DATA TO PROCESS section start
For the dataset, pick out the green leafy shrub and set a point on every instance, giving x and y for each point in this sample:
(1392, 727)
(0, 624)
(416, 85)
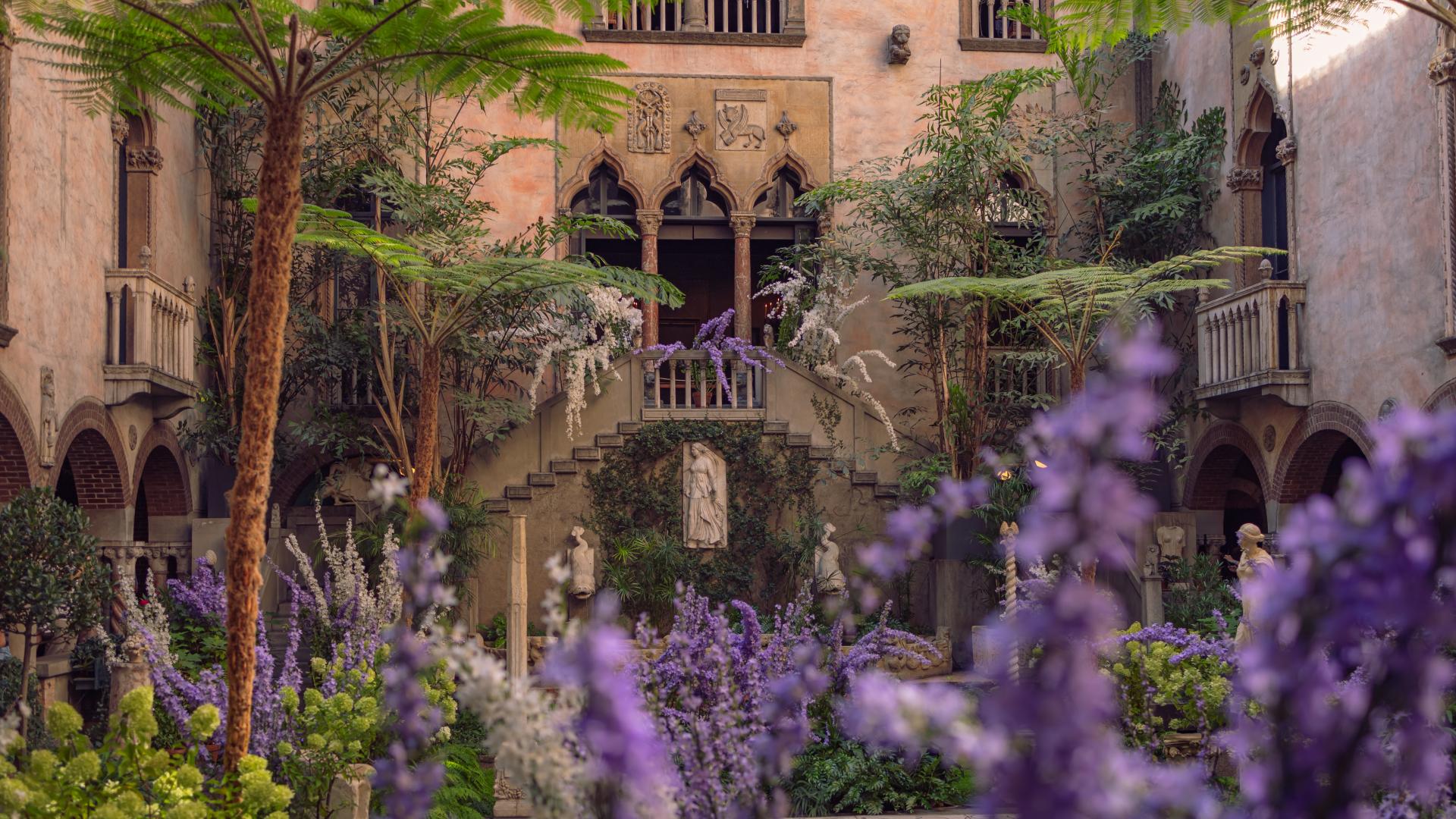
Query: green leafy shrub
(1196, 589)
(845, 777)
(469, 787)
(126, 777)
(1171, 679)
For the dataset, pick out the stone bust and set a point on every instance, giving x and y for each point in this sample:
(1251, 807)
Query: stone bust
(900, 46)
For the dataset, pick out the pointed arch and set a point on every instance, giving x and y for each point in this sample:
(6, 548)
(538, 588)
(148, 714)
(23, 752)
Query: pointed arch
(785, 159)
(717, 180)
(599, 156)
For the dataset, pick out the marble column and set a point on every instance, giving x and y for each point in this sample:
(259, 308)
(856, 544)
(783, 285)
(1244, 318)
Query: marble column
(742, 273)
(516, 602)
(648, 224)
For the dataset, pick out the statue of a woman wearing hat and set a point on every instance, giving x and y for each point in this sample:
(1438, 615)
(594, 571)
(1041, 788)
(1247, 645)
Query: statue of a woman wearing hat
(1253, 561)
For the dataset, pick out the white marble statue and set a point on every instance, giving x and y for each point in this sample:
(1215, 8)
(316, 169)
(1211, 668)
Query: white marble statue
(1253, 561)
(705, 499)
(582, 560)
(827, 576)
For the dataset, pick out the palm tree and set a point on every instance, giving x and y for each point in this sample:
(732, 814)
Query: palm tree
(136, 55)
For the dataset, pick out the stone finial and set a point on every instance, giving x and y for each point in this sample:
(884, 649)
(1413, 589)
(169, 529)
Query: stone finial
(786, 126)
(1443, 67)
(900, 46)
(695, 126)
(1286, 150)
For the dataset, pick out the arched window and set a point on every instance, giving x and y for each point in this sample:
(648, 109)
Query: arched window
(603, 196)
(696, 197)
(778, 200)
(1274, 199)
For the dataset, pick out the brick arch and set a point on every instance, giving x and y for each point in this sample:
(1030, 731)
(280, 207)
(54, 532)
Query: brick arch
(19, 461)
(162, 468)
(99, 463)
(1443, 398)
(1215, 458)
(1298, 464)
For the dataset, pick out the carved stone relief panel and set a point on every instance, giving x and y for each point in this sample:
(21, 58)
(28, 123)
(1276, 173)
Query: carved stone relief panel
(650, 120)
(742, 115)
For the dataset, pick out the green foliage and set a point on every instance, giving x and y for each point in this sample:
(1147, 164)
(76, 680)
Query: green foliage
(126, 777)
(338, 730)
(845, 777)
(1193, 591)
(1158, 695)
(469, 787)
(637, 507)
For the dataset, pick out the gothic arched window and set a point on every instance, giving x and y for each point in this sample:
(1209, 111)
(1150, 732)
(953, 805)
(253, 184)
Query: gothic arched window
(603, 196)
(696, 197)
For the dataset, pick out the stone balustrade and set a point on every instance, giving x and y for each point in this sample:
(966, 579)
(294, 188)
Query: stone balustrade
(1250, 341)
(150, 335)
(686, 387)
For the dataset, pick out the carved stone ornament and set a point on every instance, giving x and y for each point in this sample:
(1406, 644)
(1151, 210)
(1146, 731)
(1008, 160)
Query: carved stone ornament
(1245, 178)
(146, 158)
(786, 126)
(1286, 149)
(705, 497)
(695, 126)
(1443, 67)
(900, 46)
(120, 129)
(49, 417)
(650, 120)
(740, 114)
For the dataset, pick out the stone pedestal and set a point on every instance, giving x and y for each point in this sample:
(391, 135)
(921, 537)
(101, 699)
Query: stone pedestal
(348, 796)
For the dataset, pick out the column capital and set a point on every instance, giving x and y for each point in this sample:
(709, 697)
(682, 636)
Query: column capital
(742, 222)
(1443, 67)
(650, 222)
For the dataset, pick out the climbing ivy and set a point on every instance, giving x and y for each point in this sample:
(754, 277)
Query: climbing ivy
(637, 507)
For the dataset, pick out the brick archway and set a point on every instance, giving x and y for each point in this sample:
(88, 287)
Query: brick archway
(1443, 398)
(1324, 428)
(1213, 464)
(162, 468)
(18, 457)
(98, 461)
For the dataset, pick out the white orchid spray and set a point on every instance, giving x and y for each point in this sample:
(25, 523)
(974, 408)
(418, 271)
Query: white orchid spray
(582, 338)
(817, 308)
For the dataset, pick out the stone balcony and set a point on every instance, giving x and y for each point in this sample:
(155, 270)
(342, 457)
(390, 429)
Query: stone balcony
(149, 337)
(1251, 343)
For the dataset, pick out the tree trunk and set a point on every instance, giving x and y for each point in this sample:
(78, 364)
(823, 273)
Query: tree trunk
(427, 426)
(27, 668)
(274, 228)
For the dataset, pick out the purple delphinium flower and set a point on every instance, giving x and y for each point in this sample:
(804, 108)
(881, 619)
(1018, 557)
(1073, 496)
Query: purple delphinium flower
(625, 754)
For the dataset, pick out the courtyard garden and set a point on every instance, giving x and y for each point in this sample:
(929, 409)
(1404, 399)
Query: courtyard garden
(712, 651)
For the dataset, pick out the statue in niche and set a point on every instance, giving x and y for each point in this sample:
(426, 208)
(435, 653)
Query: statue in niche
(900, 46)
(827, 576)
(49, 419)
(705, 499)
(650, 120)
(1253, 563)
(582, 560)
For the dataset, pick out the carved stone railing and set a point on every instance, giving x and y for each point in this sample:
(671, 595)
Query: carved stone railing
(750, 22)
(686, 387)
(1251, 341)
(149, 335)
(1011, 371)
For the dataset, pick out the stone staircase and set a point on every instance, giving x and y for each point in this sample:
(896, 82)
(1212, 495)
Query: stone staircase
(585, 458)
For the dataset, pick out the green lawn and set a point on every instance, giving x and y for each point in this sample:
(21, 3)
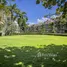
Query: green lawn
(31, 40)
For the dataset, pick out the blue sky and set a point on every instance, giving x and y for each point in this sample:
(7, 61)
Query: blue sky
(33, 10)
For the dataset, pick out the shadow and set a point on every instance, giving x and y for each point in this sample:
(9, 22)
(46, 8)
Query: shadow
(48, 56)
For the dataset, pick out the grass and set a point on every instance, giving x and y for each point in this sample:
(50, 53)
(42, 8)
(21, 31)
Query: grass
(31, 40)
DATA TO PROCESS section end
**PROBLEM DETAILS**: Take the line holding "Query: blue sky" and all lines after it through the end of the data, and set them down exactly.

**REPLY TO THE EXERCISE**:
Query: blue sky
(33, 10)
For the dataset, pick out the shadow and set a point on every instance, giving x and y for each point in this sample:
(9, 22)
(46, 8)
Query: shadow
(48, 56)
For the dataset, pick out the grass and set a point on every instance, giving x and y for each point in this sample:
(50, 53)
(42, 8)
(21, 31)
Query: grass
(31, 40)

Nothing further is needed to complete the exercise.